## Extract to read:
• • •

The lesson for Little Crozier is the age-old You don’t always get to do what you want. But all he has to do is take a peek at the surf community around him to see a number of people striving to prove the opposite.
Feeding the beast
A recent entry on The Mermaid Chronicles, a blog created by local surfer Devon DeMint (née Holloway), shows the surfer’s obsession in pictures. At the tail end of a cross-country road trip with her husband, DeMint posted a series of photos of herself standing in waveless locations (a lakeshore, a city street, a forest, a cornfield) holding her surfboard and looking lost. The final photo shows her riding a wave in green ocean water. The caption reads: “The beauty of this country has blown me away, but I’m always my true self at sea.”
As lovely and poetic as that sounds, DeMint admits there may be something less pretty (and perhaps more savage?) behind her need to surf.
Over the phone, she tells me, “The root of it is potentially my introverted, individualistic personality, where I like to go out and fend for myself and figure things out, and train, and try to understand.”
Further exploration of her blog belies that fighting spirit. In many of the photos, the five-foot-two-inch blonde smiles and looks serene, and in many of the posts, she muses on the sweet side of life. But I imagine it’s her inner challenge-tackler that will prove most helpful in the realization of her dream of becoming a professional surfer.
In June 2011, DeMint quit her job as a preschool teacher. She now works two days a week as a nanny, manages the property where she lives, and takes the occasional babysitting or surf-lesson gig. She also has sponsors that pay for ads on her blog or give her free gear. Otherwise, she lives on money she’s saved by living frugally.
She admits that her need to surf borders on obsession.
“There are times when it’s pouring down rain, [with] really windy and terrible conditions, and I’m, like, ‘I don’t care. I’m going surfing.’ One time, I had pneumonia, and I was home sick from work, and I was, like, ‘Yes, I have the day off! I’m going surfing.’”
This, she says, is less obsessive than she’s been in the past. One year, her family wanted to go to Greece on vacation. DeMint put up a stink because there would be no waves.
“I’ve tried to mellow out. My husband’s family really likes to go to the lake [Lake Nacimiento in Monterey]. I’ve brought my surfboard, even though it’s hours from the ocean. I paddle around [on the lake] and just try to surf behind the boat.”
As exhausting and inconsistent as professional surfing may be, DeMint says she’s up for the challenge. She declared it for the first time at 16. Today, at 27, she declares it still.
“I’ve always felt best in the water. I’m trying to get the most surf time possible. [Surfing] is something I need to do.”
“It’s bits and pieces”
One thing every serious surfer has in common with Caleb Crozier and Devon DeMint is the burning desire to, well, surf. Some must contend with the burden of school; the rest, with the burden of paying bills. For Crozier and DeMint, the dream of a professional surfing career looms as the one surefire way to create a life around the sport.

• • •

## Raw records:
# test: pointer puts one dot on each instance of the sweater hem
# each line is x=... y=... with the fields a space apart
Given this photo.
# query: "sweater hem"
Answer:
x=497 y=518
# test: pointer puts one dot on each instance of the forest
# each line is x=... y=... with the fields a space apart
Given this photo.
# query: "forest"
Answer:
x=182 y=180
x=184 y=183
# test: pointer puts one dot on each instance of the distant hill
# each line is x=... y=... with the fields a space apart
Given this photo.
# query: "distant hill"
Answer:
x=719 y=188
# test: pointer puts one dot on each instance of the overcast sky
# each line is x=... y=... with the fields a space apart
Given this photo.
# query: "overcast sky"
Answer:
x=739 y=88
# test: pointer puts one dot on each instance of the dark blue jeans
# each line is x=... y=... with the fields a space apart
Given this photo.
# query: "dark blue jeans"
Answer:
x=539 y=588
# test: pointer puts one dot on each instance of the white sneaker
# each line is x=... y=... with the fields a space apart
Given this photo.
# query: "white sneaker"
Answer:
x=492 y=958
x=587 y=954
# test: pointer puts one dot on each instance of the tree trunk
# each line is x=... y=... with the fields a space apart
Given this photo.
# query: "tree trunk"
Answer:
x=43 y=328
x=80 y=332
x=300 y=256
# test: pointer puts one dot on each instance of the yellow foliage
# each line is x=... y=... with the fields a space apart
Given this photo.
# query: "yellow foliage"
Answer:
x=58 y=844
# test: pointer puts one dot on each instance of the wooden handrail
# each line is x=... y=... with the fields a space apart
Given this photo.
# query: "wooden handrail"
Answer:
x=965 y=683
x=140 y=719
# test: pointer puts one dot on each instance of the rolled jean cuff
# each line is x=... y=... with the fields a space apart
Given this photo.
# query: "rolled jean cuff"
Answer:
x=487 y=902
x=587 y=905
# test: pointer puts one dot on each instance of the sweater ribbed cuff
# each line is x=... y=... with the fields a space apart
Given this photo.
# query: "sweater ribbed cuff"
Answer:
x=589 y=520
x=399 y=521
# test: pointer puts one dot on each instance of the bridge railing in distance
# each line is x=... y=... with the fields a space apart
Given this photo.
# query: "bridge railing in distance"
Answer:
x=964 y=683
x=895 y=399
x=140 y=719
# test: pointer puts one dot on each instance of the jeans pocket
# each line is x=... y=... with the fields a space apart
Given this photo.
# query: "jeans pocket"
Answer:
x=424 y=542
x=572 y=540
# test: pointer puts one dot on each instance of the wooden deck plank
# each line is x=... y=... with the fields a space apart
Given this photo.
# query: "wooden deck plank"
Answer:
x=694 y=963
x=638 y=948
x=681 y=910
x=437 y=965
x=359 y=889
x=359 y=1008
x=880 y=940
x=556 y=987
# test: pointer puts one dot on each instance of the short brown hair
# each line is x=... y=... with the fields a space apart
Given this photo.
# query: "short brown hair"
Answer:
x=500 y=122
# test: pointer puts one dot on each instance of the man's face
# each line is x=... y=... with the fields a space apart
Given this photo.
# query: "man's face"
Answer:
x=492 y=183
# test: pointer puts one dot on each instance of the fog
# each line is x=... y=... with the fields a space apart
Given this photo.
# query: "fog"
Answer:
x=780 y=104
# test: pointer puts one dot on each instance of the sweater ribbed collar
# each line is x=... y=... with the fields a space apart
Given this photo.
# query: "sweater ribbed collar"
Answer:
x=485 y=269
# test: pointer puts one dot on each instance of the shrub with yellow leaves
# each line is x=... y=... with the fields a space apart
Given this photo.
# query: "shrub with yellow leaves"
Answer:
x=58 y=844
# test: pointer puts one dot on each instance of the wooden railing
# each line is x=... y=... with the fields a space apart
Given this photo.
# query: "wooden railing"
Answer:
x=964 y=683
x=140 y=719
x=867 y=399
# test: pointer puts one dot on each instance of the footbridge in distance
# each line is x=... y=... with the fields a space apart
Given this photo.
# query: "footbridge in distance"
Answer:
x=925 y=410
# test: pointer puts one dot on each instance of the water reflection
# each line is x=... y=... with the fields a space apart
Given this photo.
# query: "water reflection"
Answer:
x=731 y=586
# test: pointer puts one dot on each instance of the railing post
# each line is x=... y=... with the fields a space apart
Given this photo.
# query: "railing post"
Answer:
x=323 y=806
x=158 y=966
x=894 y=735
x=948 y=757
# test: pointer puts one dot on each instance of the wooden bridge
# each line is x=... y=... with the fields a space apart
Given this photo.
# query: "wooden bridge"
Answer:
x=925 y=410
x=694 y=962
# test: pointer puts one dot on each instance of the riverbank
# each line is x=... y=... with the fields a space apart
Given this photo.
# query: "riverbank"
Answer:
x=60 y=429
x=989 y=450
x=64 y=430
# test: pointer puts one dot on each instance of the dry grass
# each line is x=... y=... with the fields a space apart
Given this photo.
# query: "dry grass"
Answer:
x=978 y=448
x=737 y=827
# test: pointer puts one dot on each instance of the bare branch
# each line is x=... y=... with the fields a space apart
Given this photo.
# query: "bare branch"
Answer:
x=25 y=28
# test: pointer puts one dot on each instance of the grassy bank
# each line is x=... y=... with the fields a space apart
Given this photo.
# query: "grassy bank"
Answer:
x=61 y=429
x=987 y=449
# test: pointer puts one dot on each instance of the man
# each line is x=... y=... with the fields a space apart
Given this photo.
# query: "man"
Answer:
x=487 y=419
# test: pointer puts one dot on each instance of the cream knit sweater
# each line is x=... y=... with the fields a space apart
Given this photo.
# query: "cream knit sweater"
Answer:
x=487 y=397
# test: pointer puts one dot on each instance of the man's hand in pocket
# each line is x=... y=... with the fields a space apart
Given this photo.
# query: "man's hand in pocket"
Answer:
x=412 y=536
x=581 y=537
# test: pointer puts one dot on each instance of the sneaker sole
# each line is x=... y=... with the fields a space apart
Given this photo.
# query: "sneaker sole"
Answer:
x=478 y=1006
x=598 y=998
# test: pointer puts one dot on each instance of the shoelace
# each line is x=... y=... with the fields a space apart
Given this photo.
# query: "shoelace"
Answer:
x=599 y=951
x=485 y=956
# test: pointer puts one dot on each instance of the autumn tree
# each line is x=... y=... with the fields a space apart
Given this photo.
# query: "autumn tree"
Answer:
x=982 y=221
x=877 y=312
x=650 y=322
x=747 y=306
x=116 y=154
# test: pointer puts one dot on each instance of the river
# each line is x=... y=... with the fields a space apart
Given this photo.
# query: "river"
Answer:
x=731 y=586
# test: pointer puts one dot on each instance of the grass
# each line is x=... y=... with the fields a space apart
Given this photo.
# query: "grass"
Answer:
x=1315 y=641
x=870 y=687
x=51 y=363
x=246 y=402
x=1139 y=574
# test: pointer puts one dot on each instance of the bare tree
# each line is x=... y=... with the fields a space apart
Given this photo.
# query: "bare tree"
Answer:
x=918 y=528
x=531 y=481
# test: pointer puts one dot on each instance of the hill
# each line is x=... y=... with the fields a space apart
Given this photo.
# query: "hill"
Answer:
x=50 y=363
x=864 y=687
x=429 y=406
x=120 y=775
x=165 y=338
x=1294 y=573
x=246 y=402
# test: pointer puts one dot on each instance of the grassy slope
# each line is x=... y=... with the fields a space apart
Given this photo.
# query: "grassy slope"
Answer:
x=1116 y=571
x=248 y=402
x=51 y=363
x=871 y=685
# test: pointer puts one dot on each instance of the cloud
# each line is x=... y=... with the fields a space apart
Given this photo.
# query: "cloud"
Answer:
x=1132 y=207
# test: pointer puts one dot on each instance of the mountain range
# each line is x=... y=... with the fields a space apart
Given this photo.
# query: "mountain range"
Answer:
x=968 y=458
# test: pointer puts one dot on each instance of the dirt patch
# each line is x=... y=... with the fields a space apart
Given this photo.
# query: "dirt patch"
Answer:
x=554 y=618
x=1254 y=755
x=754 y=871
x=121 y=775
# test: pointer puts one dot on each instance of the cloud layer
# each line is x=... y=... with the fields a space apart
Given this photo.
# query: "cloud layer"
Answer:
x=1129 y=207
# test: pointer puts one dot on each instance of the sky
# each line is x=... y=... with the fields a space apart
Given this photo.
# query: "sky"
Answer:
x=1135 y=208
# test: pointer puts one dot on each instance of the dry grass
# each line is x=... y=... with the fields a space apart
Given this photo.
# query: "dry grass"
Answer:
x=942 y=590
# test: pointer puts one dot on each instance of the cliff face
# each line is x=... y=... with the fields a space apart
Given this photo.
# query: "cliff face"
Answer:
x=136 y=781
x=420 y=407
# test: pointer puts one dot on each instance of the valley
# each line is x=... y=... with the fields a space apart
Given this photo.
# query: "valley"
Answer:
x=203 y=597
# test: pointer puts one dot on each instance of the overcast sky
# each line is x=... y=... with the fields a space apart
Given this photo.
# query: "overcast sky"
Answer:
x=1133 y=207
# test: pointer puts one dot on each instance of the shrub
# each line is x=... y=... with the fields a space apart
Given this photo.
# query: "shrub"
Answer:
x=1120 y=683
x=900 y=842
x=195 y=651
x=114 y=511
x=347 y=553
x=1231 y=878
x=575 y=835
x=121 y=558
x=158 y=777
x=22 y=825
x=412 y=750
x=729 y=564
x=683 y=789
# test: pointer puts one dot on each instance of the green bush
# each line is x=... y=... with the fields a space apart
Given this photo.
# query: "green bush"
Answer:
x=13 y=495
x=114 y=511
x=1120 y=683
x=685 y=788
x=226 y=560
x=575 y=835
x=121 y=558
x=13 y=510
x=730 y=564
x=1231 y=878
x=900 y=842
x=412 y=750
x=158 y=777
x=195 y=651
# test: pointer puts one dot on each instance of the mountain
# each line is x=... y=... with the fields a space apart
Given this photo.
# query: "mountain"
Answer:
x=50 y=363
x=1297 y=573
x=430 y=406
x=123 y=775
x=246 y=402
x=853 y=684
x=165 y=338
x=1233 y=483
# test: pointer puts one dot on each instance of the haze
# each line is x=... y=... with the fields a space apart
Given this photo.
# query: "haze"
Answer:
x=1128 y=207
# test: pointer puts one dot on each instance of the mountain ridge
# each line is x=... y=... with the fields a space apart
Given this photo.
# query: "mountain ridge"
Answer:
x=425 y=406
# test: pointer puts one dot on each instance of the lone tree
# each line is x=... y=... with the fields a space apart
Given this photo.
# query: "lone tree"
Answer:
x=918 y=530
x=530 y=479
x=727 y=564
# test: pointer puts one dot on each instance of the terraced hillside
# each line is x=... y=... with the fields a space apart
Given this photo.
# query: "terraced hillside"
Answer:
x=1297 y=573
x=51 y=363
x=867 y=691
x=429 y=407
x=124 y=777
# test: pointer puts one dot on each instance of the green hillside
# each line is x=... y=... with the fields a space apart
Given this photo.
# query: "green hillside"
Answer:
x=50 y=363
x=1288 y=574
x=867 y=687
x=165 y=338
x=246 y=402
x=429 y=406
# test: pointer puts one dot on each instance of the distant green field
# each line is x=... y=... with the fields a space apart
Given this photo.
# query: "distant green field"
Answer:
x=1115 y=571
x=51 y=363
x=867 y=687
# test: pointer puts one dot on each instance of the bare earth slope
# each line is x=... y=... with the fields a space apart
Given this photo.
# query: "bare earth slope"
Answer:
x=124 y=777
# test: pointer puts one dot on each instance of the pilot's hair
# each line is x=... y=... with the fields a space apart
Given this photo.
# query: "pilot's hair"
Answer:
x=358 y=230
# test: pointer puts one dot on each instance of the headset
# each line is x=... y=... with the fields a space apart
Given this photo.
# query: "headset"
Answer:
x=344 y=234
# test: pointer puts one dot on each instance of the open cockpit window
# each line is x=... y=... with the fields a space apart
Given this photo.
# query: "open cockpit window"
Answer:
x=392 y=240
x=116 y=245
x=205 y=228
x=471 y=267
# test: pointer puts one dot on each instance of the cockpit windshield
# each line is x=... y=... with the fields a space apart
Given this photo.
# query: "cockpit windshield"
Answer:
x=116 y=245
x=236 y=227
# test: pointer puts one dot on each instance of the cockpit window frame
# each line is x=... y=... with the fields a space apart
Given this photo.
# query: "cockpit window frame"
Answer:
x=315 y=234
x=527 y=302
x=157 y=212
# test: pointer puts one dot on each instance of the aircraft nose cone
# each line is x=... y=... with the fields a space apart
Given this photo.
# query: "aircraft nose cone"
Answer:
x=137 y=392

• • •

## To-do list:
A – According to the surfing article, when did DeMint quit her job as a preschool teacher?
B – List every waveless location where, according to the surfing article, DeMint photographed herself holding her surfboard.
C – Pick up the surfing article after its final sentence and carry it forward.
The records have no role in this exercise.

## Results:
A – June 2011

B – a lakeshore, a city street, a forest, a cornfield

C –
Google “how to become a pro surfer” and you’ll get approximately 624,000 hits in under a second. The eHow site offers the easiest set of instructions. The first line reads: “Buying surfing clothes and at least one surfboard will get you started…” (Well, sheesh, even I can do that.) WikiHow gives only two steps: “Write to potential sponsors…” and “Compare the offers that you receive.” They do, however, also offer five tips, such as “networking” and “marketing yourself,” and two warnings. The warnings can be paraphrased as, “It’s unlikely that it will happen for you.”
No matter how likely or unlikely it is for the dream to come true, getting paid to surf is a common desire among the stoked. Local pro Isaac Wood says that the job involves more than catching waves and buying your mom a house.
Now 32, Wood has been surfing San Diego waters since age 4, when his dad first took him out at Torrey Pines State Beach. At 13, he entered his first contest; he received his first sponsorship at 16. By 20, he was traveling to global surf contests, his expenses paid by sponsors.
I meet Wood for the first time at Bird’s Surf Shed on West Morena Boulevard, where he helps out around the shop. Six-foot-two and casual in flip-flops, shorts, and a T-shirt, he wears his sun-bleached hair long. He looks like a professional surfer.
“I did decent in contests,” he says of his early days, “but it wasn’t consistent. It would be one contest I’d win, and then I wouldn’t win another one for six months.”
After six years of travel, the pileup of bills and the exhausting lifestyle began to wear Wood out.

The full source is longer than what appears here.